La paziente anoressica, in particolar modo, "chiede" uno spazio libero in cui "salvare" la propria autenticità minacciata dalla necessità di scegliere tra la strada di un falso Sé o liberare il Sé psichico rimasto congelato. In questa dimensione di contenimento, la paziente ha l’opportunità di trovare qualcuno che testimoni la sua persona e non la sua patologia, iniziando così il percorso del piacere di vivere e di mangiare permettendo al vero Sé di uscire dal "guscio autistico" in cui era nascosto.

Per raggiungere questo obiettivo è necessaria la collaborazione e l’interazione tra i curanti facendo si che la paziente possa costruire con essi il proprio iter terapeutico.

 

Nel corso della seconda parte del convegno sono stati affrontati gli aspetti diagnostici e terapeutici e le relative difficoltà con le quali lo specialista che si occupa di DCA deve affrontare. A sottolineare la crescente importanza sul piano epidemiologico e il relativo maggior interesse nei confronti dei DCA che si è venuto a creare negli ultimi dieci anni, è stato il Dottor Marco Gennaro, Responsabile del Servizio di Dietologia della ASL 3 Imperiese. Si è assistito ad una aumentata incidenza del disturbo che è andata di pari passo con il crescente numero di lavori che sono stati pubblicati in autorevoli riviste internazionali. Tutto questo ha consentito di modificare la modalità di intervento terapeutico con il passaggio da un approccio di tipo individuale da parte del curante verso quello di un’equipe multidisciplinare, nella quale diverse figure specialistiche intervengono nella realizzazione del progetto di cura.

Un ruolo centrale, nell’ambito dei DCA, è da ricercarsi nel momento della prevenzione e della diagnosi precoce, così come è stato esposto dal Dottor Rebolini, Direttore Dipartimento Dipendenze dell’ASL 4 Chiavarese e dal Dottor Roberto Infrasca, Dirigente Psicologo DSM ASL 5 Spezzino. Il Dottor Rebolini ha posto l’accento sulla necessità di effettuare un intervento diffuso tra i ragazzi, ma anche tra gli adulti attraverso un’informazione specifica che sottolinei come i DCA siano frequenti in un’età, quella adolescenziale dove inevitabili sono i profondi cambiamenti corporei e dove il cibo diviene espressione delle difficoltà incontrate ad adattarsi a tali cambiamenti.

-=-=-=-=-

[CONSEGNA A]
Rispondi alle seguenti domande sul testo relativo al convegno dedicato ai DCA:
(i) Chi ha sottolineato la crescente importanza dei DCA sul piano epidemiologico?
(ii) Verso quale modalità di intervento terapeutico si è passati, abbandonando l'approccio di tipo individuale?
(iii) Quale incarico ricopre il Dottor Roberto Infrasca?
[CONSEGNA B]
Fornisci il seguito del testo sul convegno dedicato ai DCA, a partire dalla frase successiva all'ultima riportata.

-=-=-=-=-

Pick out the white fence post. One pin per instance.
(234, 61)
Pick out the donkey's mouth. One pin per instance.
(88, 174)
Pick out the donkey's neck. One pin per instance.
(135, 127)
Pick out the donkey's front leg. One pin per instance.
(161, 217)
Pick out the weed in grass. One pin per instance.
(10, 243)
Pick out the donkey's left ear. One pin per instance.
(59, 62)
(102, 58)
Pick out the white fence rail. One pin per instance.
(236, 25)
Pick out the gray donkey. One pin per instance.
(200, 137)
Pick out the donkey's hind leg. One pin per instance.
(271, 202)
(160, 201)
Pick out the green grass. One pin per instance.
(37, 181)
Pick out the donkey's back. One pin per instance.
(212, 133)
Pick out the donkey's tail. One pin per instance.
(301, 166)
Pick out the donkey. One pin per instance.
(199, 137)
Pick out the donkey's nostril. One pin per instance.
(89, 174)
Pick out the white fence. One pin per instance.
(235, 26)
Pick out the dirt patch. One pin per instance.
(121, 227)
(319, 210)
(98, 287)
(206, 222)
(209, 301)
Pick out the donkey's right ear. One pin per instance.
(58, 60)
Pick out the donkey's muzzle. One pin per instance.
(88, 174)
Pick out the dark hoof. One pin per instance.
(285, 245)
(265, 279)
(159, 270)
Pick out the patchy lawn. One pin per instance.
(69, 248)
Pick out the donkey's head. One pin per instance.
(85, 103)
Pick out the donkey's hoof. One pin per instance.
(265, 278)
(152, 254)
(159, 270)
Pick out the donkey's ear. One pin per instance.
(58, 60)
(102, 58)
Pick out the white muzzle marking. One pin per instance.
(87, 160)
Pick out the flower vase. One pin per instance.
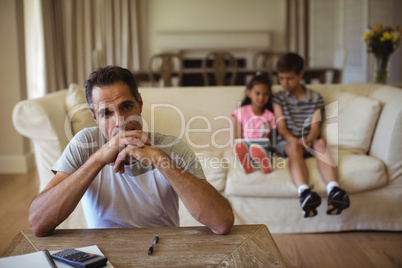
(381, 74)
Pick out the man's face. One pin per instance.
(290, 81)
(115, 109)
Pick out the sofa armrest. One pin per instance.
(386, 144)
(42, 120)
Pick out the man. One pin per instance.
(126, 177)
(298, 113)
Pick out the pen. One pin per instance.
(49, 258)
(151, 249)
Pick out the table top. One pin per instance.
(244, 246)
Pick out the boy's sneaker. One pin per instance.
(243, 157)
(260, 157)
(338, 200)
(309, 202)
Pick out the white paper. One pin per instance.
(39, 259)
(34, 260)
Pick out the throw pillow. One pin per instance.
(350, 120)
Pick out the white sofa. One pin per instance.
(363, 125)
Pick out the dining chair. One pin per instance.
(339, 62)
(166, 66)
(223, 63)
(265, 61)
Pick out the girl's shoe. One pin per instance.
(243, 157)
(260, 157)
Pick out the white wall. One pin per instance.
(212, 15)
(15, 155)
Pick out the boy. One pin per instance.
(298, 113)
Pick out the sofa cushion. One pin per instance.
(214, 166)
(350, 120)
(77, 109)
(357, 173)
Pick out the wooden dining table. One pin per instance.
(244, 246)
(194, 76)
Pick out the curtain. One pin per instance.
(297, 27)
(80, 36)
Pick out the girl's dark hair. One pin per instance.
(107, 76)
(259, 79)
(290, 62)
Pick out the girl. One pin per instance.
(253, 123)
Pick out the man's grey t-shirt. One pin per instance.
(141, 196)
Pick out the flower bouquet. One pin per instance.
(382, 42)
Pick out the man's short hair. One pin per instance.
(107, 76)
(290, 62)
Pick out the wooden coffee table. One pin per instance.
(244, 246)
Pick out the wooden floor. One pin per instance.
(346, 249)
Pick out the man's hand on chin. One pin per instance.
(108, 153)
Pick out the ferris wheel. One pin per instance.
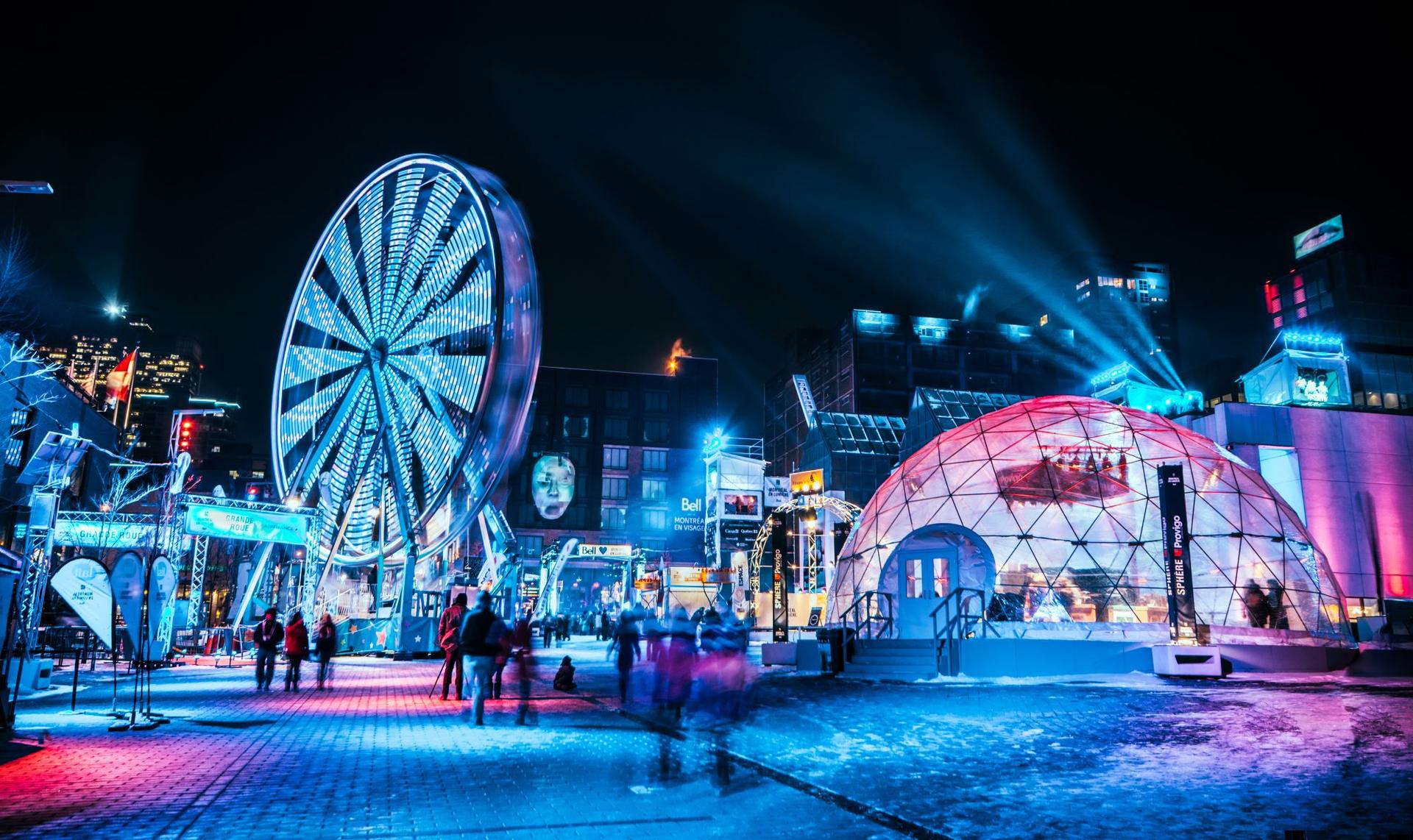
(407, 360)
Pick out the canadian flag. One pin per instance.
(121, 382)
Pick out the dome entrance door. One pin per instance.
(924, 579)
(926, 568)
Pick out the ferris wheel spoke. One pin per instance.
(318, 311)
(308, 363)
(402, 219)
(440, 205)
(396, 448)
(465, 247)
(338, 256)
(434, 451)
(457, 379)
(467, 311)
(300, 420)
(371, 243)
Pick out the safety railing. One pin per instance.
(869, 616)
(961, 614)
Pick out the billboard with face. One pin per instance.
(551, 485)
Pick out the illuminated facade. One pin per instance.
(1049, 508)
(872, 363)
(1362, 298)
(1130, 304)
(614, 458)
(1348, 474)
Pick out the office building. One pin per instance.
(614, 459)
(1124, 313)
(872, 363)
(1339, 290)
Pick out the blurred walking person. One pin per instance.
(674, 665)
(266, 637)
(481, 634)
(625, 640)
(448, 633)
(296, 649)
(523, 638)
(325, 644)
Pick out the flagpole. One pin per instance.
(132, 385)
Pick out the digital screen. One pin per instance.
(241, 524)
(741, 505)
(551, 486)
(1319, 236)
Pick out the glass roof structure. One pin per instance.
(1052, 505)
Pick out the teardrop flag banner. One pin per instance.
(84, 585)
(127, 592)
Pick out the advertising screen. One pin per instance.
(1319, 236)
(686, 494)
(745, 506)
(551, 485)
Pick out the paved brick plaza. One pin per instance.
(821, 757)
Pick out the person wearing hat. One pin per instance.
(481, 643)
(266, 637)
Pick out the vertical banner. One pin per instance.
(127, 592)
(84, 585)
(780, 582)
(160, 597)
(1172, 503)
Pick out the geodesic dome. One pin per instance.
(1052, 506)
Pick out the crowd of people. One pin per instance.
(270, 637)
(680, 663)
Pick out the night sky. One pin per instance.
(717, 174)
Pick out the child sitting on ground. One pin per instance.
(564, 677)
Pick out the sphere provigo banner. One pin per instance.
(84, 585)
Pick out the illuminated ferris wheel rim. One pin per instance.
(388, 353)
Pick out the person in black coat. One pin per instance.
(325, 644)
(266, 637)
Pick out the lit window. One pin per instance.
(654, 460)
(614, 517)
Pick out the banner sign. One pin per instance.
(1308, 242)
(104, 534)
(160, 597)
(605, 551)
(127, 592)
(779, 597)
(84, 585)
(1182, 606)
(777, 490)
(698, 575)
(806, 400)
(230, 523)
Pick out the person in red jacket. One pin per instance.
(448, 633)
(296, 649)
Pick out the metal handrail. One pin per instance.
(957, 623)
(864, 622)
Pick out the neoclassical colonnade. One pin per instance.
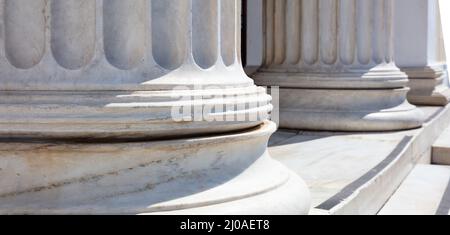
(334, 62)
(87, 97)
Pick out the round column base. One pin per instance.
(348, 110)
(226, 174)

-=-=-=-=-

[RISPOSTA A]
(i) Il Dottor Marco Gennaro, Responsabile del Servizio di Dietologia della ASL 3 Imperiese.
(ii) Si è passati all'intervento di un'equipe multidisciplinare, nella quale diverse figure specialistiche intervengono nella realizzazione del progetto di cura.
(iii) È Dirigente Psicologo DSM ASL 5 Spezzino.

[RISPOSTA B]
Il Dottor Infrasca ha fornito un esempio di uno studio effettuato presso un istituto scolastico della città di La Spezia, frequentato per la maggior parte da individui di sesso femminile, per verificare la percentuale di DCA. Tale popolazione è stata sottoposta ad un protocollo di otto tests, dai quali ne è risultato che circa lo 0.8 % delle ragazze di età compresa tra i 10 e i 20 anni erano affette da Anoressia Nervosa mentre il 16 % risultava essere vulnerabile ai DCA e quindi inviate ad uno specifico sportello dietologico.Tutto questo ha sottolineato l’importanza della prevenzione primaria, attraverso l’identificazione di atteggiamenti che sono specifici per i DCA (trait patologico). Ciò potrebbe condurre alla prevenzione di circa il 36% dei soggetti che potrebbero andare incontro ai DCA, ossia 1/3 dei soggetti che non viene curato in età adulta (diagnosi precoce).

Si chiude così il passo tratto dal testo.